* _STATED GOAL_
Make an exact copy of the entries below with the pictures removed.

— BEGIN EXTRACTED MATERIAL —

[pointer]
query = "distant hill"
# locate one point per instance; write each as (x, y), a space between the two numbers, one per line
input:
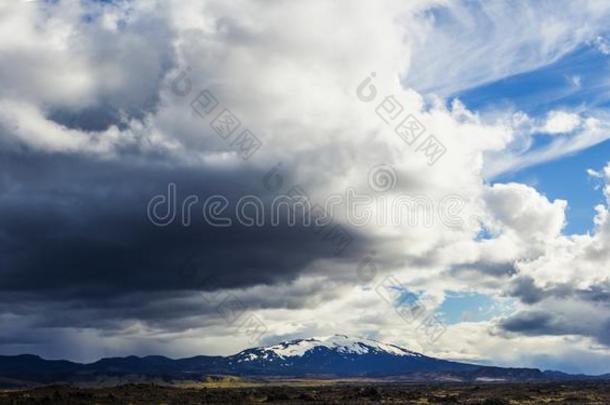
(335, 356)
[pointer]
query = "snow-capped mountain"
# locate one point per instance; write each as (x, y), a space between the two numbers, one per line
(335, 356)
(339, 343)
(342, 356)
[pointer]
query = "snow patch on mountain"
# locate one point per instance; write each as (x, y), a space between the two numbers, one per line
(339, 343)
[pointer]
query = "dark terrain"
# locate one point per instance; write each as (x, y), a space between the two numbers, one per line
(581, 392)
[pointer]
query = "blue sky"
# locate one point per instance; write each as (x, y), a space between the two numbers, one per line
(92, 130)
(579, 81)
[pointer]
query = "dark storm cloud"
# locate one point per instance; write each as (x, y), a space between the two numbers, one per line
(524, 288)
(530, 323)
(75, 228)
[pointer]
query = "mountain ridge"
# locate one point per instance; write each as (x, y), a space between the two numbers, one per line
(336, 356)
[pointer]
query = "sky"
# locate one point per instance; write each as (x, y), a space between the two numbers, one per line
(139, 139)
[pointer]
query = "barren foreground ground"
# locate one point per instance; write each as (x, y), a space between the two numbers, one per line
(489, 394)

— END EXTRACTED MATERIAL —

* _COMPLETE RESPONSE_
[pointer]
query = "distant hill"
# locate one point per instance; write each as (x, y), a space between the two numbers, one per line
input:
(335, 356)
[pointer]
query = "snow-capped mountain"
# locate one point per instance; write each as (x, y), a space between the two numbers, one per line
(335, 356)
(339, 343)
(342, 356)
[pointer]
query = "snow patch on mountain"
# locate one point per instance; write each as (x, y), a space between the two numbers, one per line
(339, 343)
[pointer]
query = "dark terrain"
# locate one point per instance; write each as (x, y), a space between the two numbers, one per line
(581, 392)
[pointer]
query = "blue sky"
# locate one point per instance; write each as (x, y), a space between the two numbers, one per line
(92, 130)
(579, 81)
[pointer]
query = "dark storm cloud"
# locate one point per instance; write each as (x, y), a space between the two numbers, one per line
(524, 288)
(530, 323)
(75, 228)
[pointer]
query = "mountain ridge"
# locate one point per instance; write each as (x, y), a space between the two numbers, one per line
(336, 356)
[pointer]
query = "sky"
# locate one point per instance; write each as (x, y), a space between the two numbers, one per line
(139, 139)
[pointer]
query = "barren foreground ground"
# locate one point per instance; write each as (x, y), a space between the two numbers, one per line
(489, 394)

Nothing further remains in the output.